Il y a neuf ans, à Cochabamba, se déroulait une guerre toute particulière, celle opposant une population ulcérée par la vente de "son" eau à une transnationale américaine, Bechtel, et à un gouvernement déterminé à user de la force pour imposer ses réformes néolibérales.
Comment est née la Coordination de Défense de l’Eau et de la Vie ?
Il y a eu un rapprochement entre deux organisations relativement importantes, la Federacion de Trabadojes Fabriles, regroupant les ouvriers travaillant en usine, et la Fédéracion de Campesinos Regantes de Cochabamba, rassemblant tous les paysans et agriculteurs qui utilisent l’eau pour leur production de manière traditionnelle. Ils se sont alliés sous la menace de cette nouvelle génération de réformes néolibérales qui se développaient en Bolivie et visaient à la privatisation de l’eau. L’organisation est née vers la fin 1999, et très vite il y a eu l’organisation d’un référendum populaire [1] financé par les organisations sociales qui étaient dans cette Coordination.
Pourquoi la population s’est-elle tant impliquée dans ce conflit ?
L’énorme riposte populaire fut en grande partie le résultat de la répression militaire du gouvernement, qui plutôt que s’assoir à un table pour dialoguer avec les personnes concernées a préféré tromper les dirigeants de la coordination, les mettre en prison, les confiner dans d’autres lieux en violation des droits humains fondamentaux.
Comment cette mobilisation spontanée s’est-elle manifestée ?
D’un côté, les gens avaient des revendications locales : "Nous ne voulons pas du modèle libéral, nous ne voulons pas que tout soit privatisé dans notre ville, nous voulons des manières de participer, de discuter et de faire de la politique différentes de celles dont nous disposons ici". Mais à un niveau plus large, il y avait l’idée d’entretenir un état d’esprit de rébellion, la Guerre de l’Eau ouvrant la porte à un cycle de mobilisations sociales sans précédent ayant pour résultat l’accession d’Evo Morales à la présidence de la république.
Quel a été le comportement des médias pendant la révolte ?

→ **ÉNONCÉ**
D'après le texte sur la Guerre de l'Eau à Cochabamba, quelles deux organisations se sont rapprochées pour donner naissance à la Coordination de Défense de l'Eau et de la Vie ?

→ **LIGNES FOURNIES**
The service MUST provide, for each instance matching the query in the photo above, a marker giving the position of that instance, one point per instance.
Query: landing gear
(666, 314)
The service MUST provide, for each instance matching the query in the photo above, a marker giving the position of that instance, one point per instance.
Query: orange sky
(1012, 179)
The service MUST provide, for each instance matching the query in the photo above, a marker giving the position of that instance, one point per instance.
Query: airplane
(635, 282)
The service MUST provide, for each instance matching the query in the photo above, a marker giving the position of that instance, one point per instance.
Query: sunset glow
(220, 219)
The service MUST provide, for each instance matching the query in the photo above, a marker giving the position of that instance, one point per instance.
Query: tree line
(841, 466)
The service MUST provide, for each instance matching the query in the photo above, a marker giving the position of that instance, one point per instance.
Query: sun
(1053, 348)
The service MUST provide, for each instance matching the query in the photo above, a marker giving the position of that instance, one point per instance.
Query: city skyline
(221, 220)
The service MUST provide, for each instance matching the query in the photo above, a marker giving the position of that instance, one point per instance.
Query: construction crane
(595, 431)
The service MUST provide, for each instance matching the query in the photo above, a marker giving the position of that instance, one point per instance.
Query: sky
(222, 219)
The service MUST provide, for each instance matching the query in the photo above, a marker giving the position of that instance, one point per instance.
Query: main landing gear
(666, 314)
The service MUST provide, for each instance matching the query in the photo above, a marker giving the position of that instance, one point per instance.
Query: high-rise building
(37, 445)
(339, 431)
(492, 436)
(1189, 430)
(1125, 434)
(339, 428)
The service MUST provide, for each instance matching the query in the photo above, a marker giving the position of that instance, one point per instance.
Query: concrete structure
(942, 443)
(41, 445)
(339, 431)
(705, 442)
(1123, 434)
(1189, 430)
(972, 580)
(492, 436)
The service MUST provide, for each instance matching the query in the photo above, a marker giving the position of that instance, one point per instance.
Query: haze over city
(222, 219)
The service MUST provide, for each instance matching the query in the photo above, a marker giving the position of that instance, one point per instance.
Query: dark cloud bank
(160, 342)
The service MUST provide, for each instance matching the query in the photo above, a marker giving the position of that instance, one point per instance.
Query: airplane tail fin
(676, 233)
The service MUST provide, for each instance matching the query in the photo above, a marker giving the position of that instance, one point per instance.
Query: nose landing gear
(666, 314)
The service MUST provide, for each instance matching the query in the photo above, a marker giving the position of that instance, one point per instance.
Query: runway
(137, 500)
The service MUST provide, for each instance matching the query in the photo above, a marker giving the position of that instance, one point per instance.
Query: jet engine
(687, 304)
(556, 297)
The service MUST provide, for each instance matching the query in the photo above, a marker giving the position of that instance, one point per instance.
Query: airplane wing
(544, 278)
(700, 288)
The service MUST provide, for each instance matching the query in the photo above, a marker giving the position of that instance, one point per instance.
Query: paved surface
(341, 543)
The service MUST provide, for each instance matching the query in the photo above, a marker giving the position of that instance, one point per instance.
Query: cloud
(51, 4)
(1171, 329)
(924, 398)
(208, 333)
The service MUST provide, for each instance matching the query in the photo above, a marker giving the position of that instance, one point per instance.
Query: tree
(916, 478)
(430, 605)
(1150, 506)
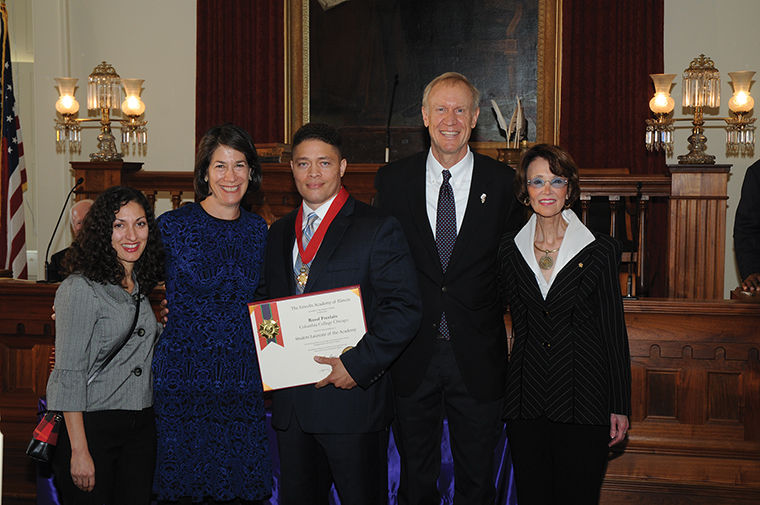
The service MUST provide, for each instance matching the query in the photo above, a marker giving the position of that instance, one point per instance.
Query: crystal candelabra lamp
(701, 90)
(740, 130)
(103, 99)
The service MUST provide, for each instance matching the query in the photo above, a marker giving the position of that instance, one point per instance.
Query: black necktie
(445, 233)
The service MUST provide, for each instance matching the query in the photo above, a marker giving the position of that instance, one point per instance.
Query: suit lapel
(568, 278)
(418, 207)
(287, 244)
(474, 212)
(331, 241)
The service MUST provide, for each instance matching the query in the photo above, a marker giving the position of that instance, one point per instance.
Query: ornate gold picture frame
(549, 61)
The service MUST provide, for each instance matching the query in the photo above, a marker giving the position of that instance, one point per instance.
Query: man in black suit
(338, 431)
(747, 230)
(456, 365)
(80, 209)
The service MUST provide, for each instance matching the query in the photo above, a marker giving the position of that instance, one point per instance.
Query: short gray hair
(452, 78)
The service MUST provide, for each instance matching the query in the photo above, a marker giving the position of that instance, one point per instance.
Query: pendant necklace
(546, 262)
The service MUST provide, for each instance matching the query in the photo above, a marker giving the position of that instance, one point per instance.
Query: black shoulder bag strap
(115, 350)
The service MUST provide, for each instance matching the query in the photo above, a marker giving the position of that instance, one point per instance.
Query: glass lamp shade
(132, 106)
(132, 87)
(741, 102)
(66, 103)
(662, 102)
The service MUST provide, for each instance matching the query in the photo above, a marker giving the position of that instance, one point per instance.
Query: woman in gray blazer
(568, 392)
(106, 449)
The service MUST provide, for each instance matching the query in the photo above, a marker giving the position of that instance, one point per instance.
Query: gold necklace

→ **RÉSULTAT OBTENU**
La Federacion de Trabadojes Fabriles et la Fédéracion de Campesinos Regantes de Cochabamba.